#### What the task requires:
Please copy out everything in the listing below, from the line containing "finish above? Mark it with a dot." down to the end of the listing, both ends included.

#### The records:
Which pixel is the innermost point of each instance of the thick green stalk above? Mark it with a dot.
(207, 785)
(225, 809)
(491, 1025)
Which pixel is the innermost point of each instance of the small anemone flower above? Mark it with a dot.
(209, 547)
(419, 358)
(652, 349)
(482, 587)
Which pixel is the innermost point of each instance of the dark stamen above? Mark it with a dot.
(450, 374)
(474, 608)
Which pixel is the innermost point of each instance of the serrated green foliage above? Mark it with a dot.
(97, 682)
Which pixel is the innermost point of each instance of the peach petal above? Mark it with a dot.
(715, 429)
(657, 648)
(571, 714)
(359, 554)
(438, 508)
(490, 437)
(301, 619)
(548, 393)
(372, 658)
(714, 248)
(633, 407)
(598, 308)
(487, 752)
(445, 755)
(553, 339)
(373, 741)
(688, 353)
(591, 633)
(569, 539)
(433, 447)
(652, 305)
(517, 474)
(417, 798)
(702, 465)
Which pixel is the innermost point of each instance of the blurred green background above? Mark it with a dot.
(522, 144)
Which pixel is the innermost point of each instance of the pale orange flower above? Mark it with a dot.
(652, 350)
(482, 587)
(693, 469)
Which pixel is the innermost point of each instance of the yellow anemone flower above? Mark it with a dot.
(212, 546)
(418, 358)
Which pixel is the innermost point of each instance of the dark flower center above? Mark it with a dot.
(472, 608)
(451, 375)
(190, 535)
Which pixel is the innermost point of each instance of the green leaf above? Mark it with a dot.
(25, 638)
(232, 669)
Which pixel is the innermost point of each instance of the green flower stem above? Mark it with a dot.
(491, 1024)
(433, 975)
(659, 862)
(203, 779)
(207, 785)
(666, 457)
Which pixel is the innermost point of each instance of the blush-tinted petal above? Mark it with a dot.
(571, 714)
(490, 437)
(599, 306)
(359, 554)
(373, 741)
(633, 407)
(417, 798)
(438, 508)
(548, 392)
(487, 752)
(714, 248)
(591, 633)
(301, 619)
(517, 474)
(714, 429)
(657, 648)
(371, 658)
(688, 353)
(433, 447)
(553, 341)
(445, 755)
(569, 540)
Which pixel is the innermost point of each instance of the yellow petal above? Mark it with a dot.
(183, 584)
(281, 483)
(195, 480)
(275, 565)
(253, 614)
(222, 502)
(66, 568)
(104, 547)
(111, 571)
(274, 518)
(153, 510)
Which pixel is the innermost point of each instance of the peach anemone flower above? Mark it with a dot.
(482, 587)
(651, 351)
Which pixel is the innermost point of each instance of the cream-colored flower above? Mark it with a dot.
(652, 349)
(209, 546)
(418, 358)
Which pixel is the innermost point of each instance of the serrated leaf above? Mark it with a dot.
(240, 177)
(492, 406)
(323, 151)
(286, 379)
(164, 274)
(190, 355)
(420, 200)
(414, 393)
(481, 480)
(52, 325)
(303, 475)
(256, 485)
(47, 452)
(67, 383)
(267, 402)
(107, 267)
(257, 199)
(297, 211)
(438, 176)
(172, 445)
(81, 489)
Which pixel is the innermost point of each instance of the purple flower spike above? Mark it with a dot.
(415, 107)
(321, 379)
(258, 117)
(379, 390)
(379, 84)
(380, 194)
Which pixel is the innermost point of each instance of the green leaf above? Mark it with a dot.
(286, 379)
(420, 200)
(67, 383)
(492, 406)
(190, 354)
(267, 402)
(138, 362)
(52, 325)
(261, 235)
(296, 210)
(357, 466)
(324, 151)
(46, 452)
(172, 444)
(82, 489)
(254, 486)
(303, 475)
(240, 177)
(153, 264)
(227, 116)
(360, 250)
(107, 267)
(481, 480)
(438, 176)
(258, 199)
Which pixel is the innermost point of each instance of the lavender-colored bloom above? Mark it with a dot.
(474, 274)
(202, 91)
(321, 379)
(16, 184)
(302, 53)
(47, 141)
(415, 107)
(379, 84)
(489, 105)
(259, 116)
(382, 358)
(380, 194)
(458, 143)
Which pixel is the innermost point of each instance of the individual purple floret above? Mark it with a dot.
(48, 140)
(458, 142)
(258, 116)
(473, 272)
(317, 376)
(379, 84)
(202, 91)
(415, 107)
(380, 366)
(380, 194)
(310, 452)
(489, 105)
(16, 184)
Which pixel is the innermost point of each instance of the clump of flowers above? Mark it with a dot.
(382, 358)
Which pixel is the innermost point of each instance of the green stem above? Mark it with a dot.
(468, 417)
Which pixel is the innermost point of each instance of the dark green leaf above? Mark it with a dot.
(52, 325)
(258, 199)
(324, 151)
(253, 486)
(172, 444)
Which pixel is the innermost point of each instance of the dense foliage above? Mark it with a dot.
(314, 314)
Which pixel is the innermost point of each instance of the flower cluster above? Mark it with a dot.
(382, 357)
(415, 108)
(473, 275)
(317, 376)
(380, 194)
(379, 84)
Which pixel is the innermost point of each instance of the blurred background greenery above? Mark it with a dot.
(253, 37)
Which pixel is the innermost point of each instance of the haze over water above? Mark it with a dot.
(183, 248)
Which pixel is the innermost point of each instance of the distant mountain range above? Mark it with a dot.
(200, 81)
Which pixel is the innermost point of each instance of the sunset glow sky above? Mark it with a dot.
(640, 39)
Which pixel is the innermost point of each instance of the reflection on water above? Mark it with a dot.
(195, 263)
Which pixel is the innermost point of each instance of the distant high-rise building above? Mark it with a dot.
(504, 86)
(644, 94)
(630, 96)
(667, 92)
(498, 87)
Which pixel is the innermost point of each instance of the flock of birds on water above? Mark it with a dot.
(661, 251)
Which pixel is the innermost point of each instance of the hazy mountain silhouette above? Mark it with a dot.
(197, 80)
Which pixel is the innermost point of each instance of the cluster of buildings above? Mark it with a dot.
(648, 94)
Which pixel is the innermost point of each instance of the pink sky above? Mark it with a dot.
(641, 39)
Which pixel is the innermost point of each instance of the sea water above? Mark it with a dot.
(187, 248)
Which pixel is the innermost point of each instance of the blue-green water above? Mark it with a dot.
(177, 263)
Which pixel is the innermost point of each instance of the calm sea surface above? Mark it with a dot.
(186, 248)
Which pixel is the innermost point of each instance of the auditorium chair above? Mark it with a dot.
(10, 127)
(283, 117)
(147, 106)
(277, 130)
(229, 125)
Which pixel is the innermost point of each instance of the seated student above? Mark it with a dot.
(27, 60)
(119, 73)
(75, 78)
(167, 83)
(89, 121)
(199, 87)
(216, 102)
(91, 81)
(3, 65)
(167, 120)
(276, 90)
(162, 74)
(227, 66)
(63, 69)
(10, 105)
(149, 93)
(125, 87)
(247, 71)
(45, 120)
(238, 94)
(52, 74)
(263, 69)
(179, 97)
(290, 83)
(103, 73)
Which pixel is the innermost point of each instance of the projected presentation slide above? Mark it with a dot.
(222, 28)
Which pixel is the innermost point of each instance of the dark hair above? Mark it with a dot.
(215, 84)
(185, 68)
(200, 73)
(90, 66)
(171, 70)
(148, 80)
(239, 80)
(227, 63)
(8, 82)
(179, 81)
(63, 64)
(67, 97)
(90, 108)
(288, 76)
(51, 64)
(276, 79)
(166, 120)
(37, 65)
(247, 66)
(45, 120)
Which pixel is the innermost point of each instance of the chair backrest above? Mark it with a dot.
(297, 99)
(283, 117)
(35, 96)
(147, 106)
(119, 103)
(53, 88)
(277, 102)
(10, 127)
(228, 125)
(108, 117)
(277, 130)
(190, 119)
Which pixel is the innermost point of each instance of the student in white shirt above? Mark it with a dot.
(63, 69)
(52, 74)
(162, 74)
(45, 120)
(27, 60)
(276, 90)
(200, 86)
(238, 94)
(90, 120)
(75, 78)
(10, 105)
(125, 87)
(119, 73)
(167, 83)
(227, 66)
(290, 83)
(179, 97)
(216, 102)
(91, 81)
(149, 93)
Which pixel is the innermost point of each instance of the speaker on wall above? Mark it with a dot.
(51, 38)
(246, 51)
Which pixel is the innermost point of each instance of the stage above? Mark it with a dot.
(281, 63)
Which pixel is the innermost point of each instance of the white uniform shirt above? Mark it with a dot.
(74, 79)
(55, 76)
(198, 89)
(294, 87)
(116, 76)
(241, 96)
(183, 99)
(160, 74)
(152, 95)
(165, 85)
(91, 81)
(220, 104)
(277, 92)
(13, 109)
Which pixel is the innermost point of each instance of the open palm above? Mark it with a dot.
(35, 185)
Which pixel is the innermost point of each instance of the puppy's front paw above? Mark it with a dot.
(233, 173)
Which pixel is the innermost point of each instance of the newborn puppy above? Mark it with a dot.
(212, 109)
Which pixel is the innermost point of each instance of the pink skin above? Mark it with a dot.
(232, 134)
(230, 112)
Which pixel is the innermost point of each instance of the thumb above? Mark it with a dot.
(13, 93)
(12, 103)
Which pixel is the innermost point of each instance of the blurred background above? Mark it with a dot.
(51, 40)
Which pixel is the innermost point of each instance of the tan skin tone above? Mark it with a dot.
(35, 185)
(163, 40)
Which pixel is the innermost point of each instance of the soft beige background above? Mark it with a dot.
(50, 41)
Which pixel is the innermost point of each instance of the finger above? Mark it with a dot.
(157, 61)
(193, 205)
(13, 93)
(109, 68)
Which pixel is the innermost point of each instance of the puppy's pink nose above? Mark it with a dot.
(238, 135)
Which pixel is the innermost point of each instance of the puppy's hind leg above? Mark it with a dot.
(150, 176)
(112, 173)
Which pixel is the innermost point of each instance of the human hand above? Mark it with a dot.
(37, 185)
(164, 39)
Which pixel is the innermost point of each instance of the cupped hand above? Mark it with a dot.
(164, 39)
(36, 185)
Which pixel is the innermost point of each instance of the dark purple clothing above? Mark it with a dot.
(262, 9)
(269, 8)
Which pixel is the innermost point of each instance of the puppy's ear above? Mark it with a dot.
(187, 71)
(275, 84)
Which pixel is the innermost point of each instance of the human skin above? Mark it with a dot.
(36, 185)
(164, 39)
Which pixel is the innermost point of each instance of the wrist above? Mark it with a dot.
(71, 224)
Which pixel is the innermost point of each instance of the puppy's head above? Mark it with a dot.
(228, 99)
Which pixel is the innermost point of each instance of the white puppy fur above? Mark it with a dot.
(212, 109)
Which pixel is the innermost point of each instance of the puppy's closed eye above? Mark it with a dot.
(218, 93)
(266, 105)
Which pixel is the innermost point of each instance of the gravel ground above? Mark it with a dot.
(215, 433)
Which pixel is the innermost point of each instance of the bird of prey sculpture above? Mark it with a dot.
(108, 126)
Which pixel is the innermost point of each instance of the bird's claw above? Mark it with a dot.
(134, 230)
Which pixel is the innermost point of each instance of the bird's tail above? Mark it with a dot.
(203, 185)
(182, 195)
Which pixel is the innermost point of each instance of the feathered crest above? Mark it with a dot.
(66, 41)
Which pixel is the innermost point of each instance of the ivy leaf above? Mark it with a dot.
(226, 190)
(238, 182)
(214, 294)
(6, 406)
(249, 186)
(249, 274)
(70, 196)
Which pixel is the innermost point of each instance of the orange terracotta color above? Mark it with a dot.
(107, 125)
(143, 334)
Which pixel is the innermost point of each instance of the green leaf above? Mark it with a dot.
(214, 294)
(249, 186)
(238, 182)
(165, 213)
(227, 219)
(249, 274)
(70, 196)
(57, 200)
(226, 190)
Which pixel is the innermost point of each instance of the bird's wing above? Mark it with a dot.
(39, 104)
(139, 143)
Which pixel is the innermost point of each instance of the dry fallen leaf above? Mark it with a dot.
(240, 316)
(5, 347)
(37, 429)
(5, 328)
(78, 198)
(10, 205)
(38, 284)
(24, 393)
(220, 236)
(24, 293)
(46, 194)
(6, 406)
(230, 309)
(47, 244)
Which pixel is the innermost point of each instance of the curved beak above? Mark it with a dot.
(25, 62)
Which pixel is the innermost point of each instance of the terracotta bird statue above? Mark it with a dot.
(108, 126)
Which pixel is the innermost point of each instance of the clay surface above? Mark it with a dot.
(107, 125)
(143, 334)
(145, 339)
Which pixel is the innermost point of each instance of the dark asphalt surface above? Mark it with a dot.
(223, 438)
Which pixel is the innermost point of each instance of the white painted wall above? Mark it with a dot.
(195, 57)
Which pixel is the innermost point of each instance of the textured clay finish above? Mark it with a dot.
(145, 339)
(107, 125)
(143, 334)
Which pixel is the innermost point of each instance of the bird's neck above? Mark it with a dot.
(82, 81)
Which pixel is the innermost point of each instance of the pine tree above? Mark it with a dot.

#### Final result:
Which pixel is the innermost point of each instance of the textured clay finish above? Mark it with a dot.
(145, 339)
(107, 125)
(143, 334)
Which pixel is the innermost point of each instance of the bird's neck above? Mark it with a dot.
(82, 81)
Which pixel is the innermost point of each instance of the pine tree above? Mark it with a dot.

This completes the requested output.